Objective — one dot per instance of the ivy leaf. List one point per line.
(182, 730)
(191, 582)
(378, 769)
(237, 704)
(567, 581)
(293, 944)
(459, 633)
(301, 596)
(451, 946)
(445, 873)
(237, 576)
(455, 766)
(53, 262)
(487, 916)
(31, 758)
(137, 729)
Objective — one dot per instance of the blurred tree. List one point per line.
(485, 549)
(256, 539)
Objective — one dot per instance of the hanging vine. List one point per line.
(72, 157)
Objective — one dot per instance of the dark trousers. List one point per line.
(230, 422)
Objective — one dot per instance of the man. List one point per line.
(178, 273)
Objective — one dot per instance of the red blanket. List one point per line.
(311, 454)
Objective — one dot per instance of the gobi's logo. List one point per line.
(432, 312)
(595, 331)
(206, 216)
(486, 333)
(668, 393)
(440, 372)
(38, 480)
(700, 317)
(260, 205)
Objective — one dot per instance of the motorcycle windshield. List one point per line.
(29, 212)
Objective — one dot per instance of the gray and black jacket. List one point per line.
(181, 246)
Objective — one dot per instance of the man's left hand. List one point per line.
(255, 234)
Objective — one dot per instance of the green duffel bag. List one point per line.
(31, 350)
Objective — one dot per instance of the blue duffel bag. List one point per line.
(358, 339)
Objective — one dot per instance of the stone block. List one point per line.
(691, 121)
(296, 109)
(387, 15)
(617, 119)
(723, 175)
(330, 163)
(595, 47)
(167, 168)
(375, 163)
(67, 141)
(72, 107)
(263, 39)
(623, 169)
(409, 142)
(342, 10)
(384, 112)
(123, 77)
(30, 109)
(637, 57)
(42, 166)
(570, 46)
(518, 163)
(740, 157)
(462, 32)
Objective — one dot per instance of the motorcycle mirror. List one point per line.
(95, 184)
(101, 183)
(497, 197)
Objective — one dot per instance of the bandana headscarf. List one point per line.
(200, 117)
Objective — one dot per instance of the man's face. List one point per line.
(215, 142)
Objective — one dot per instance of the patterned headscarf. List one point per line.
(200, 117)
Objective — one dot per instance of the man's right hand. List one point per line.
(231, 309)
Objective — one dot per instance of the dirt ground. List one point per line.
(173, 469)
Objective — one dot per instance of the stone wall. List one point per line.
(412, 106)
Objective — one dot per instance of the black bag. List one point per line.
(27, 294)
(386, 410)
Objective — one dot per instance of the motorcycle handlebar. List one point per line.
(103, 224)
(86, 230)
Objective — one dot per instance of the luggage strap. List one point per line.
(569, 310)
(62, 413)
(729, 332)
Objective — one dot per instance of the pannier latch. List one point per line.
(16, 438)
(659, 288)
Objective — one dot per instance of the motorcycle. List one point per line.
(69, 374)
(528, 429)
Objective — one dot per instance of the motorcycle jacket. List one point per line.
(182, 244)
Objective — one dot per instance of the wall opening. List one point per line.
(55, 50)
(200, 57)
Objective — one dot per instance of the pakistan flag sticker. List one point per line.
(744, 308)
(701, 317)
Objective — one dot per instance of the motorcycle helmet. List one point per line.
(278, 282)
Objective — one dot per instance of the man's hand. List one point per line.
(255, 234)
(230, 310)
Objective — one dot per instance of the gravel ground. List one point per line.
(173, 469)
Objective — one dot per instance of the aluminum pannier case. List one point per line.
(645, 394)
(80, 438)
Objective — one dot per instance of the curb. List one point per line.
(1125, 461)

◇ ◇ ◇ ◇

| EXERCISE INSTRUCTIONS |
Render every line of the data from the line containing "Objective — one dot per instance of the patterned" through the end of the data, inclusive, as a JSON list of strings with one string per line, omitting blank lines.

| RESPONSE FOR THIS EXERCISE |
[
  "Objective — one dot per instance of the patterned headscarf. List one point per line.",
  "(200, 117)",
  "Objective — one dot per instance of the man's right hand. List one point per line.",
  "(231, 309)",
  "Objective — one dot per instance of the dirt ground. List one point per line.",
  "(173, 469)",
  "Objective — one dot per instance of the stone wall. List one point per line.",
  "(412, 106)",
  "Objective — one dot per instance of the black bag. List one point per line.",
  "(27, 294)",
  "(386, 410)",
  "Objective — one dot per instance of the motorcycle handlebar. List one point per line.",
  "(103, 224)",
  "(86, 230)",
  "Objective — one dot per instance of the luggage strap. List one point per line.",
  "(569, 310)",
  "(62, 413)",
  "(729, 332)",
  "Objective — one dot per instance of the pannier latch. List one point per line.",
  "(16, 438)",
  "(659, 288)",
  "Objective — one dot per instance of the motorcycle. List one point per line.",
  "(69, 374)",
  "(528, 429)",
  "Objective — one dot per instance of the motorcycle jacket. List one point per line.",
  "(182, 244)",
  "Objective — one dot per instance of the wall opening. List one point per line.",
  "(55, 50)",
  "(200, 57)",
  "Objective — one dot per instance of the pakistan flag sticker. List one point per line.",
  "(744, 308)",
  "(701, 317)",
  "Objective — one dot per instance of the motorcycle helmet. List one point per line.",
  "(278, 282)",
  "Objective — one dot per instance of the man's hand. List one point per line.",
  "(255, 234)",
  "(230, 310)",
  "Objective — one dot per instance of the gravel ground. List one point per line.",
  "(173, 469)",
  "Objective — one dot per instance of the aluminum pannier case. List one point per line.",
  "(645, 394)",
  "(80, 438)",
  "Objective — one dot per instance of the curb. List one point per line.",
  "(1125, 461)"
]